• Page extract:
Begin
The appellant contends that it appears from this complaint that he, as an employee of Kern County and with the knowledge and consent of the defendant, went upon the defendant's property for the purpose of doing work which was of common interest and mutual benefit to both the county and the defendant; that an underground and concealed pipeline containing dangerous gases and fluids was maintained on the premises with the knowledge and consent of the defendant; that the defendant negligently failed to give the plaintiff notice or warning of the underground pipeline and its contents; and that while plaintiff was doing the work with the necessary equipment the steel blade thereof came in contact with the concealed pipeline, causing an explosion resulting in his injuries. It is argued that it sufficiently appears from the complaint that the appellant was an invitee on these premises, for the purpose of doing work which was of benefit to both the county and the respondent, and that the respondent owed him the duty of exercising reasonable care to keep its premises in a reasonably safe condition, and to give warning of latent or concealed perils. It is further argued that even if it be assumed that appellant's status at the time was that of a licensee, the concealed pipeline containing highly combustible and dangerous gases and fluids amounted to a trap to one who was thus working on respondent's land with such equipment; that the court therefore erred in sustaining the general demurrer to the amended complaint; and that the complaint was also sufficient as against the special demurrer which was filed.
End
(Coordinate annotation records)
Begin
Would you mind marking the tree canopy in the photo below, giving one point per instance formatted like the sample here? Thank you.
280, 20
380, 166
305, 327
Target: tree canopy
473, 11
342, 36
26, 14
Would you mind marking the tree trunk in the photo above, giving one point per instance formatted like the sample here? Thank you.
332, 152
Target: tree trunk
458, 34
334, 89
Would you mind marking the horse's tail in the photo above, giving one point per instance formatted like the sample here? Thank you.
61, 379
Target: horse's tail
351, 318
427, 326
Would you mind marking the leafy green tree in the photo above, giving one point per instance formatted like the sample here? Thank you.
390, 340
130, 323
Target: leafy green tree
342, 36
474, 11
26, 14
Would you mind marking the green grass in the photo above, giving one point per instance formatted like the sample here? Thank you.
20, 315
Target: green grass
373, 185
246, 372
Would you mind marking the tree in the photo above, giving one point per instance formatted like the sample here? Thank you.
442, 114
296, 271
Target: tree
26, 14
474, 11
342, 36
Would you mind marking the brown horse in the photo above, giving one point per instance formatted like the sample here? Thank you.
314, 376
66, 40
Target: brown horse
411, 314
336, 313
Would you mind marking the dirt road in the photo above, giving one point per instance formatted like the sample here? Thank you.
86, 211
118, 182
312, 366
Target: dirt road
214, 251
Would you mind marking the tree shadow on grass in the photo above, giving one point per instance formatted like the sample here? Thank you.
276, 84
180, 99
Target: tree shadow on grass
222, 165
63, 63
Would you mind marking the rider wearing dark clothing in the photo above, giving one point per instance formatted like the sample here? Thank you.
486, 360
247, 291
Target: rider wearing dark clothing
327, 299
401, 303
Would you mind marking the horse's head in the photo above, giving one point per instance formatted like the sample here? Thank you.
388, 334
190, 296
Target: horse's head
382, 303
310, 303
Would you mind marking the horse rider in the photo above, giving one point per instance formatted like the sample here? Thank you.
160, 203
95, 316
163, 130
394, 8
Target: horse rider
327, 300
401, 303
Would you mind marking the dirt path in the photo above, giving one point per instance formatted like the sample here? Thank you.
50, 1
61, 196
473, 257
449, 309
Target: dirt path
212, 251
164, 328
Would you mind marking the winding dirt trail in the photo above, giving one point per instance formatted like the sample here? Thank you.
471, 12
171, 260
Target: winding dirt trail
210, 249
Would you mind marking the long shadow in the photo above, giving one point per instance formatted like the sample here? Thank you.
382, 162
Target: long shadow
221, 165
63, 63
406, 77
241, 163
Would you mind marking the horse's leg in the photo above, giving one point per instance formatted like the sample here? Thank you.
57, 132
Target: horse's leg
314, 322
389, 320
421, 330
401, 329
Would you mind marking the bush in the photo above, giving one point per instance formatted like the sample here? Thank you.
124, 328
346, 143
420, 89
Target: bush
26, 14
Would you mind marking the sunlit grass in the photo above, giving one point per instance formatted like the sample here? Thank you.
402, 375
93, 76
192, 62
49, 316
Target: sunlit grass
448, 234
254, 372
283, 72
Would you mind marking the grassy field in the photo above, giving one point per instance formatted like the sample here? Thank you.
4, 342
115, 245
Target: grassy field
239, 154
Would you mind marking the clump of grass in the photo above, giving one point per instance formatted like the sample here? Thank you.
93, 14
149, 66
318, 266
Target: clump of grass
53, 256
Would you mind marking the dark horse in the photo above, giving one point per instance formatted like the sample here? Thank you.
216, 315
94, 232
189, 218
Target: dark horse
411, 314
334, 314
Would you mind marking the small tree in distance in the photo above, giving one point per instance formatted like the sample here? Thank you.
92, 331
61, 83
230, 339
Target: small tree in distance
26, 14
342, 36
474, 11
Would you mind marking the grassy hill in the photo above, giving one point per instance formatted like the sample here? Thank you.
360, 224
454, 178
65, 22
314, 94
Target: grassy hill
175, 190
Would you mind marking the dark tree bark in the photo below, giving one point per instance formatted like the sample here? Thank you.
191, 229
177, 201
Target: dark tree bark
End
• Problems:
**A)** Summarize the court excerpt in two sentences.
**B)** According to the court excerpt, what caused the explosion that injured the appellant?

• Solutions by task:
**A)** The appellant argues that while working for Kern County on the defendant's property with the defendant's knowledge and consent, he was injured in an explosion when his equipment's steel blade struck a concealed underground pipeline of dangerous gases and fluids, about which the defendant had negligently failed to warn him. He contends that he was an invitee owed reasonable care and a warning of concealed perils, that even as a licensee the pipeline amounted to a trap, and that the court erred in sustaining the general demurrer to his amended complaint, which he says was also sufficient against the special demurrer.

**B)** The steel blade of his equipment came in contact with the concealed pipeline.